**Written task**
Please return each line of the material that contains the word "wooden".

**The records**
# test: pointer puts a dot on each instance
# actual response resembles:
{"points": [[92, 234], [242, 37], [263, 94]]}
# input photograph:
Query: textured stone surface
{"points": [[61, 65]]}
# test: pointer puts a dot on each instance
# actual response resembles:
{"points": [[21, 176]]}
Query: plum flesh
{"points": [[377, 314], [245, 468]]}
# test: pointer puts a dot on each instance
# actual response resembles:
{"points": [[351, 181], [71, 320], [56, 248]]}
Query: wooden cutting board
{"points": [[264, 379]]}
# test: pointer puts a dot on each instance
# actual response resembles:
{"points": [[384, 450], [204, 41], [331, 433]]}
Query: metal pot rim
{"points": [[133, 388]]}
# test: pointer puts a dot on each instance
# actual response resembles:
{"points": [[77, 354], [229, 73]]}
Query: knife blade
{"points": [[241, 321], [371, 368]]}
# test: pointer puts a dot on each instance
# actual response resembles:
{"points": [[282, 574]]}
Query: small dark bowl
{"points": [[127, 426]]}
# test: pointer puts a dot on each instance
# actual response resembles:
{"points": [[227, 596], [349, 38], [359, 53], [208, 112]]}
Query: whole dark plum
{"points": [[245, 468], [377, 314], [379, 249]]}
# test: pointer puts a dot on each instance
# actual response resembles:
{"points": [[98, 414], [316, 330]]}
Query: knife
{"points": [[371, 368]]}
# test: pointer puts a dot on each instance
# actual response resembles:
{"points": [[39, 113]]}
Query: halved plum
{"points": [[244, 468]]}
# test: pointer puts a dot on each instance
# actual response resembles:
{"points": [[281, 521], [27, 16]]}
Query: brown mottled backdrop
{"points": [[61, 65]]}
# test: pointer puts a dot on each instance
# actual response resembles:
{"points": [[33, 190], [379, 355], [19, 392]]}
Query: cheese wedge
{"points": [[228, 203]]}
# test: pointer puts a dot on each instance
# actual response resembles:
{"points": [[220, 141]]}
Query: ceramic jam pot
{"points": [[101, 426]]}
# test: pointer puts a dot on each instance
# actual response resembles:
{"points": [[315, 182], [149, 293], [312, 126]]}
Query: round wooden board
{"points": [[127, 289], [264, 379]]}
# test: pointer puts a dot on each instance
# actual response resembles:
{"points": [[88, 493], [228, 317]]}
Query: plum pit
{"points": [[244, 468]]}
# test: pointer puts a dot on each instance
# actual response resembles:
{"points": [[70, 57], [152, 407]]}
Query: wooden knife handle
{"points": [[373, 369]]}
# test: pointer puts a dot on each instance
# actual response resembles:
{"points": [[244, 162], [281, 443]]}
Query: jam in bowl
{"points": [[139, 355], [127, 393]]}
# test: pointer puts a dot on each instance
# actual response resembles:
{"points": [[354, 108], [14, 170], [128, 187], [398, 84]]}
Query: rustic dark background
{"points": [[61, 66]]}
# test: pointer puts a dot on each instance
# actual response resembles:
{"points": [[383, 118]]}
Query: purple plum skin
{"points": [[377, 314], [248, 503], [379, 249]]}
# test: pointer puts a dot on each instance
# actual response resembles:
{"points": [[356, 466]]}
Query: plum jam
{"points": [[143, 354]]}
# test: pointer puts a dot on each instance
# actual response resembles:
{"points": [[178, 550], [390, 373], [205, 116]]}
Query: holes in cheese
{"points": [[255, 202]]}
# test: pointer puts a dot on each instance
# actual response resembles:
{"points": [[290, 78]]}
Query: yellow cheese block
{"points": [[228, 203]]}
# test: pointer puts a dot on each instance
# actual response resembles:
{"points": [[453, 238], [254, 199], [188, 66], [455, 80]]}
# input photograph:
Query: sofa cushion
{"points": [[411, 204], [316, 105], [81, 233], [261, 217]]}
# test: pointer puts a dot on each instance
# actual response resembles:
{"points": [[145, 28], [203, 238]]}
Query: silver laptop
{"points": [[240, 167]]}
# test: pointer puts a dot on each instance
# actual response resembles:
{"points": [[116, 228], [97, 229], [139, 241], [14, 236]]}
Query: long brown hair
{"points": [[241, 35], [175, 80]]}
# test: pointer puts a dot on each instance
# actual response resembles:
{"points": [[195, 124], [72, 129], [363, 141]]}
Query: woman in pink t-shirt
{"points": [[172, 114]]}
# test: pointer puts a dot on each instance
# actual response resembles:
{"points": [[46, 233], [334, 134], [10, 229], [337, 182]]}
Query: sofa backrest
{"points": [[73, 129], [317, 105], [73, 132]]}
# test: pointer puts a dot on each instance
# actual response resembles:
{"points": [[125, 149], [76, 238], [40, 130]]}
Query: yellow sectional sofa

**Complete response**
Query: wooden cutting board
Query: round wooden board
Query: wooden knife handle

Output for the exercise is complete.